* [Actions to take]:
A - Please rewrite the paragraph of the text shown that begins "Jerusalem of the time was small" as a short bulleted list that keeps its main facts.
B - In one to three sentences, explain why the old lady in the text shown offers to guide the narrator to the aunt's place.
C - Answer these questions from the text shown, one per line:
(i) In what period does the narrator arrive in Jerusalem?
(ii) What does the name Tehila mean in Hebrew?
(iii) Where in Jerusalem is the narrator staying?

Fathom regularly invites writers to select their favourite books on a theme or subject. Here, Fathom film and book reviewer Noga Emanuel picks three favourite Israeli short stories from S.Y Agnon, Rony Lakish, and Etgar Keret.
Tehila by S.Y. Agnon (1950)
Tehila is a long short story that formed part of my high school’s Hebrew Literature syllabus. The unnamed narrator is a visitor from overseas just arriving in the Jerusalem of the 1920’s for some business affairs. He promised a friend to look up his old aunt who lives there but has difficulty finding her place. He stops an old lady to ask for directions and she volunteers to guide him there as she is acquainted with the ‘rabbanit’ (Traditional appellation of a Rabbi’s wife) he is looking for. He describes the lady as ageless, her quick sprightly tread, erect figure and vivacious mind contrasting with her somewhat wrinkle-free face. Seen from behind, she could easily be mistaken for a young maiden. Later, he learns from the curmudgeonly ‘rabbanit’ that the lady was Tehila, ‘Tilly’ to her friends, who has long ago passed her one hundredth birthday. The rabbanit tells him that Tehila is a scion to one of the more illustrious rabbinical families of the diaspora, and used to be herself a great lady of immense fortune, and a business woman.
Jerusalem of the time was small. The Jerusalem of inside the walls was a warren of dark alleys and stone-cut inner courts where mostly elderly pious Jews resided in modest apartments, often consisting of no more than a room with a kitchenette. Tehila lives in one of these rooms. The narrator, however, is staying somewhere in the newly-built modern houses outside the walls. His promise to his friend to check up on the aunt and provide for her whatever small comforts he could has him come and go a few times. As he does so, he often encounters Tehila who is always on some charitable errand for her community. The narrator and Tehila (Hebrew for glory) develop a kind of friendship which culminates in her request of him to help her write a letter. In the process she tells him her life story, a tale of ironic reversals of fortune, anguish and soul-tormenting contrition.

* [Exercise data]:
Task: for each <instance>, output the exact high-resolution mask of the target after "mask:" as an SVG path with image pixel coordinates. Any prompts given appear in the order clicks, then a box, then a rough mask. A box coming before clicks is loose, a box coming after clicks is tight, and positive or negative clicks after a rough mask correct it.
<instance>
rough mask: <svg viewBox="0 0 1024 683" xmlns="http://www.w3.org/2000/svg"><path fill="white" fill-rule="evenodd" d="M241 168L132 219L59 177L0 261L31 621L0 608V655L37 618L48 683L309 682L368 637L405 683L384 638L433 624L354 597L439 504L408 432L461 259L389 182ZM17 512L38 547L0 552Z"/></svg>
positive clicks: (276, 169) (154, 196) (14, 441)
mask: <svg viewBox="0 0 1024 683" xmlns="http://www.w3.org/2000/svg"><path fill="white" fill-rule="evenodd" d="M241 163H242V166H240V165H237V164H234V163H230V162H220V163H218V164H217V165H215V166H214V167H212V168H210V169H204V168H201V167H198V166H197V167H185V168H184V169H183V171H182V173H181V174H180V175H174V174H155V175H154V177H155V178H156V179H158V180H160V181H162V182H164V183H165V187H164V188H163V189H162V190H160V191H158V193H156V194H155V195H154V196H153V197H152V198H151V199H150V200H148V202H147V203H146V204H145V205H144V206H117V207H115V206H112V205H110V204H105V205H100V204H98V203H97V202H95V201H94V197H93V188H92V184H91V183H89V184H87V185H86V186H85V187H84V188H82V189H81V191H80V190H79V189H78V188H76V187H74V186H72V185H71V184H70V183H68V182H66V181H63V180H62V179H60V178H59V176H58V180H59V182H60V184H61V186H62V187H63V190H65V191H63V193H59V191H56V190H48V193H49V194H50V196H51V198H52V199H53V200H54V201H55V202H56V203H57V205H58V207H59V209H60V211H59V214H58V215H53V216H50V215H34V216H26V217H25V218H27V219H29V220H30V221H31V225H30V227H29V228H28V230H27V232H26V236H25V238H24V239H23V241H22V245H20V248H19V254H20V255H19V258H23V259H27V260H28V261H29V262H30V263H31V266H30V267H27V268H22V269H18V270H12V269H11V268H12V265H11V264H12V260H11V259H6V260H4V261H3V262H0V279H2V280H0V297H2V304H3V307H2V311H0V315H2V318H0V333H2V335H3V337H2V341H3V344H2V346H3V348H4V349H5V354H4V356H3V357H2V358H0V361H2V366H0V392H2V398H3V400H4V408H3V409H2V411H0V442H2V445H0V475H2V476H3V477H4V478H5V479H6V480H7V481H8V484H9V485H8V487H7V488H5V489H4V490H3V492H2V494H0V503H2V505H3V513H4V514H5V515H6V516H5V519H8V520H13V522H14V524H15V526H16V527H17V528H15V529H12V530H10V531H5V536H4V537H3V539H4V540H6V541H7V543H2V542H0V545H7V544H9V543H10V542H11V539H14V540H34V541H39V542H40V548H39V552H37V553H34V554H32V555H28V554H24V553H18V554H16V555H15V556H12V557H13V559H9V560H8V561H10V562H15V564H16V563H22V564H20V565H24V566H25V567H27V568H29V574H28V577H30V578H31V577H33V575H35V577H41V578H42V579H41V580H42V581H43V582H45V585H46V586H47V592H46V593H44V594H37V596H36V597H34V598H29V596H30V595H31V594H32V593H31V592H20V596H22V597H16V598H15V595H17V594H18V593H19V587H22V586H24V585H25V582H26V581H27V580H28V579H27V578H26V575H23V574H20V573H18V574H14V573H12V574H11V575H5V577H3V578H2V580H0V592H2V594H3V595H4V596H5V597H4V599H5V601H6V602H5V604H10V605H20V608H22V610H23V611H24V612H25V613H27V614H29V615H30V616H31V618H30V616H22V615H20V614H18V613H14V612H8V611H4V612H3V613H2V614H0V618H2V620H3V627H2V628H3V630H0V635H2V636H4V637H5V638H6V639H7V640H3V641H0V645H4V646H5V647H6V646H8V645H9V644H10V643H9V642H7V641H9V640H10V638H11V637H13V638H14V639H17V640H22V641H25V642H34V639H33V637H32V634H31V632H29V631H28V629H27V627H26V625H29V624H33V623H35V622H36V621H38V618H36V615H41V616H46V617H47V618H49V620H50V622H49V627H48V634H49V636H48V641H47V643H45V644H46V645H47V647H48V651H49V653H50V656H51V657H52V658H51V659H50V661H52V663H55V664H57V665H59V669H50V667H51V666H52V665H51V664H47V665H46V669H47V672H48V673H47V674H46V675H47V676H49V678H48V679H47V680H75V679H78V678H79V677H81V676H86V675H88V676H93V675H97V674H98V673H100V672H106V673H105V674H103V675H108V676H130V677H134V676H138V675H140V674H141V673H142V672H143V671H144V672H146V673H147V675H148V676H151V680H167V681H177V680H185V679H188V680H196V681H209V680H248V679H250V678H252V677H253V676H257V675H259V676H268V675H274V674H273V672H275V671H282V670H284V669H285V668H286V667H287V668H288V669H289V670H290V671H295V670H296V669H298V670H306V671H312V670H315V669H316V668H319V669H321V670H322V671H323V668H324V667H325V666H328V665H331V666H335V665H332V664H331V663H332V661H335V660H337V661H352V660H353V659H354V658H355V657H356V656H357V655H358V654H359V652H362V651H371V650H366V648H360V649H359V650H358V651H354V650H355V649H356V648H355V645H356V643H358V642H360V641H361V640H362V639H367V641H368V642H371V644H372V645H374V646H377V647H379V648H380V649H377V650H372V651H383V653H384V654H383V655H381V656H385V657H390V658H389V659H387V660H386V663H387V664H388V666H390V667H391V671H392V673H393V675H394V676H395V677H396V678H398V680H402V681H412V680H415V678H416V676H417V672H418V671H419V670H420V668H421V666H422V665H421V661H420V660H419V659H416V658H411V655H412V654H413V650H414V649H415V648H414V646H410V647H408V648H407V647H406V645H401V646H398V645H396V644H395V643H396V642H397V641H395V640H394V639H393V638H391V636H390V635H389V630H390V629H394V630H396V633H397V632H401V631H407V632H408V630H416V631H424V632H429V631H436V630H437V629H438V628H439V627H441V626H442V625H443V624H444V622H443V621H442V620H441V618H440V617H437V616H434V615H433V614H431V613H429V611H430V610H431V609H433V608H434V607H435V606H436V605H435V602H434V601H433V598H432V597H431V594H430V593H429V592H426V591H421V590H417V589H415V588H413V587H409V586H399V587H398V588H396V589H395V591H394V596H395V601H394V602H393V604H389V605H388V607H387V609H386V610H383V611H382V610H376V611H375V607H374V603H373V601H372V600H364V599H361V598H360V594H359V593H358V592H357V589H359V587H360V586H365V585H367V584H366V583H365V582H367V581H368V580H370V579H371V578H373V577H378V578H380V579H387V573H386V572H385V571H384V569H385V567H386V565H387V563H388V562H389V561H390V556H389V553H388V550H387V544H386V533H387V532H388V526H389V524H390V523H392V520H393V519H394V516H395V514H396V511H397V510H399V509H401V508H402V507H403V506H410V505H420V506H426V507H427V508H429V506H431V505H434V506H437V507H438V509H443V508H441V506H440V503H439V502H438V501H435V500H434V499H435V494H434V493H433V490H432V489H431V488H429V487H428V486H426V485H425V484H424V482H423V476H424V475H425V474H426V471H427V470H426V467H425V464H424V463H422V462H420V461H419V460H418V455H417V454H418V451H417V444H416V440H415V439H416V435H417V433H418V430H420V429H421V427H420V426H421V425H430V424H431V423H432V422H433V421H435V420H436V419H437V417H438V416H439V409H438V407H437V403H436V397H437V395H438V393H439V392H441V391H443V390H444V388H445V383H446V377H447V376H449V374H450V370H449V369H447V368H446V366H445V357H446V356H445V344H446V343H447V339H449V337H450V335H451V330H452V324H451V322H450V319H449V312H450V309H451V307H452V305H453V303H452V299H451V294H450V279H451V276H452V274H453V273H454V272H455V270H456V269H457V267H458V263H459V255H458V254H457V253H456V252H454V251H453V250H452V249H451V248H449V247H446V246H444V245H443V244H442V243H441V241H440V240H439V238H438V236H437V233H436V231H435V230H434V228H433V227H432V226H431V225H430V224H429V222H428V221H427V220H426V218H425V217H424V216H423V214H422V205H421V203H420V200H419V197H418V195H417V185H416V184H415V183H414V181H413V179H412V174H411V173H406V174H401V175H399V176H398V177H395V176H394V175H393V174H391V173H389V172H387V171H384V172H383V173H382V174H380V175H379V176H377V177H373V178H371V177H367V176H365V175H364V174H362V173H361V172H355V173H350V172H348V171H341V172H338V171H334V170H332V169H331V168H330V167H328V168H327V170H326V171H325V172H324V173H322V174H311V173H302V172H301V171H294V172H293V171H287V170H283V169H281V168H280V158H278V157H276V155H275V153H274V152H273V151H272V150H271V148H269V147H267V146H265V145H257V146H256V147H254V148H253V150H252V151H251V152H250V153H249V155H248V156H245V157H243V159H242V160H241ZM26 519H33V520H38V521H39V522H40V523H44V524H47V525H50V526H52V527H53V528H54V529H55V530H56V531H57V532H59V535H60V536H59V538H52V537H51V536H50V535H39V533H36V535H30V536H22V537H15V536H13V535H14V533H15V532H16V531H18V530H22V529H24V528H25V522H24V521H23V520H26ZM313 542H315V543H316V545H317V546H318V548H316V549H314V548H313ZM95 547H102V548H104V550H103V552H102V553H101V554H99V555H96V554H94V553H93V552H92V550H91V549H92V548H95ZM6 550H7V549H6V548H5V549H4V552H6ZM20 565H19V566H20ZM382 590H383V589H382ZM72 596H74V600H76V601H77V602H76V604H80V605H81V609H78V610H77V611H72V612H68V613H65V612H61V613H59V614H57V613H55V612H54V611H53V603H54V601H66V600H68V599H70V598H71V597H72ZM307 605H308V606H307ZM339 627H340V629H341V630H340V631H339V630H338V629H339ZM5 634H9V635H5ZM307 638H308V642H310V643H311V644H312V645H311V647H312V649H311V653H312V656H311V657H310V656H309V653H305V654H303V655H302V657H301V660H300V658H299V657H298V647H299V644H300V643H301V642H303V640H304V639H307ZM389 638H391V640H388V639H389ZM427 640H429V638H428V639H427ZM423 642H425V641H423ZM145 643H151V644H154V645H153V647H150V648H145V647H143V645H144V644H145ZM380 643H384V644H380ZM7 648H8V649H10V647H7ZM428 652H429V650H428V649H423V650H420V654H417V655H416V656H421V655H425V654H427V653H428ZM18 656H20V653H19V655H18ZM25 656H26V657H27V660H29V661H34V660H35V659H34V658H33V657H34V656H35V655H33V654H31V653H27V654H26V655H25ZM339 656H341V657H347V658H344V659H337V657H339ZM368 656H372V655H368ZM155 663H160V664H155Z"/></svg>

* [Expected results]:
A -
- Jerusalem at the time was small.
- Inside the walls were dark alleys and stone-cut inner courts, home mostly to elderly pious Jews in modest apartments, often a single room with a kitchenette. Tehila lives in one of these rooms.
- The narrator stays in the newly built modern houses outside the walls.
- Because of a promise to check on a friend's aunt and bring her small comforts, the narrator comes and goes several times and often meets Tehila on charitable errands for her community.
- The two form a friendship that culminates in Tehila asking for help writing a letter.
- While they write it, she tells her life story of ironic reversals of fortune, anguish and soul-tormenting contrition.

B - She offers to take the narrator there because she knows the "rabbanit" the narrator is looking for.

C -
(i) The 1920s.
(ii) Glory.
(iii) In the newly built modern houses outside the walls.